> Aufgaben:
(a) Prüfen Sie, ob die folgenden Aussagen mit dem Lesetext zur Verwechslungsgefahr von Marken übereinstimmen, und antworten Sie jeweils mit Ja oder Nein samt den entscheidenden Worten des Textes als wörtlichem Zitat: (i) Die Beschwerde der Widersprechenden wird als unbegründet angesehen. (ii) Ein geringerer Grad an Markenähnlichkeit kann durch eine höhere Kennzeichnungskraft der älteren Marke ausgeglichen werden. (iii) Bei der Beurteilung ist von einem besonders fachkundigen Verbraucher auszugehen.
(b) Schreiben Sie den Text zur Verwechslungsgefahr zwischen Marken im Anschluss an seinen letzten Satz weiter.

> Lesetext:
%%

II Die zulässige Beschwerde der Widersprechenden ist begründet. Der Senat hält die Verwechslungsgefahr gemäß § 9 Abs. 1 Nr. 2 MarkenG zwischen den sich gegenüberstehenden Marken hinsichtlich der nunmehr lediglich beanspruchten Waren "Kaffee, Tee, Kakao und Kaffee-Ersatzmittel" für gegeben.
Ob Verwechslungsgefahr besteht, hängt nach § 9 Abs. 1 Nr. 2 MarkenG von der Identität oder Ähnlichkeit der sich gegenüberstehenden Marken einerseits und andererseits von der Identität oder Ähnlichkeit der von den beiden Marken erfassten Waren ab, wobei von einem durchschnittlich informierten, aufmerksamen und verständigen Durchschnittsverbrauchers auszugehen ist (EuG GRUR Int 1999, 734 - Lloyd; BGH GRUR 2000, 506 - ATTACHÉ/TISSERAND).
Darüber hinaus sind alle weiteren Umstände zu berücksichtigen, die sich auf die Verwechslungsgefahr auswirken können, insbesondere die Kennzeichnungskraft der älteren Marke (EuGH aaO - Lloyd; BGH aaO - ATTACHÉ/TISSERAND; GRUR 1999, 995 - HONKA). Dabei stehen die verschiedenen für die Beurteilung der Verwechslungsgefahr heranzuziehenden Faktoren in einer Wechselwirkung, so dass z.B. ein geringerer Grad an Markenähnlichkeit durch eine höhere Kennzeichnungskraft der älteren Marke bzw. durch einen höheren Grad an Warenähnlichkeit ausgeglichen werden kann (stRspr vgl BGH GRUR 2000, 603 - Cetof/ETOP). Nach diesen Grundsätzen ist im vorliegenden Fall eine Verwechslungsgefahr hinsichtlich der noch streitgegenständlichen Waren zu bejahen.

%%

> Datenauszug:

%%

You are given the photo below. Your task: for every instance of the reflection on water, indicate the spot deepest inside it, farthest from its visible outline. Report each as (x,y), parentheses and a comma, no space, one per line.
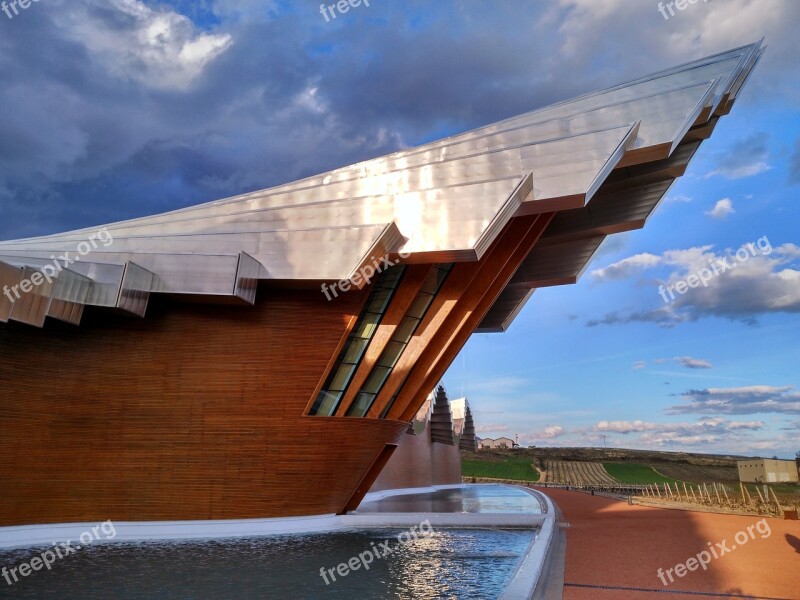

%%

> Lösungen:
(a)
(i) Nein: „Die zulässige Beschwerde der Widersprechenden ist begründet.“
(ii) Ja: „so dass z.B. ein geringerer Grad an Markenähnlichkeit durch eine höhere Kennzeichnungskraft der älteren Marke bzw. durch einen höheren Grad an Warenähnlichkeit ausgeglichen werden kann“
(iii) Nein: „wobei von einem durchschnittlich informierten, aufmerksamen und verständigen Durchschnittsverbrauchers auszugehen ist“

(b)
Nachdem Benutzungsfragen hier nicht einschlägig sind, ist für die Frage der Ähnlichkeit der Waren von der Registerlage auszugehen. Die Waren "Kaffee", "Tee" und "Kakao" sind in beiden Warenverzeichnissen identisch enthalten. "Kaffee-Ersatzmittel" in der angegriffenen Marke sind hochgradig ähnlich mit "Kaffee" der Widerspruchsmarke.
Mangels anderweitiger Anhaltspunkte legt der Senat im vorliegenden Fall eine durchschnittliche Kennzeichnungskraft der Widerspruchsmarke zugrunde.
Die angegriffene Marke hält bei dieser Ausgangslage den insoweit erforderlichen größeren Abstand zur Widerspruchsmarke jedenfalls in klanglicher Hinsicht bezüglich der noch streitgegenständlichen Waren nicht ein.
Dabei ist davon auszugehen, dass die angegriffene Marke in klanglicher Hinsicht von dem Wortbestandteil "inpresso" geprägt wird, denn beim Zusammentreffen von Wort- und Bildbestandteilen misst der Verkehr in der Regel dem Wort als einfachster und kürzester Bezeichnungsform eine prägende Bedeutung zu (stRspr vgl BGH GRUR 2001, 1158, 1160 - Dorf MÜNSTERLAND). Etwas anderes kann nur dann gelten, wenn das Bild durch seinen Umfang und seine kennzeichnende Wirkung die Marke derart beherrscht, dass das Wort kaum mehr beachtet wird oder jedenfalls eine so prägende Wirkung entfaltet, dass es von einem beachtlichen Teil des Verkehrs als eigenständiger Herkunftshinweis aufgefasst wird. Dafür gibt es im vorliegenden Fall keinem ausreichenden Anhaltspunkte. Die angegriffene Marke weist im letzten Buchstaben "o" einen in hellbrauner Farbe gehaltenen Pfeil auf, der von rechts unten nach links oben zeigt und einen kleinen Teil des Buchstaben "o" am unteren Rand verdeckt.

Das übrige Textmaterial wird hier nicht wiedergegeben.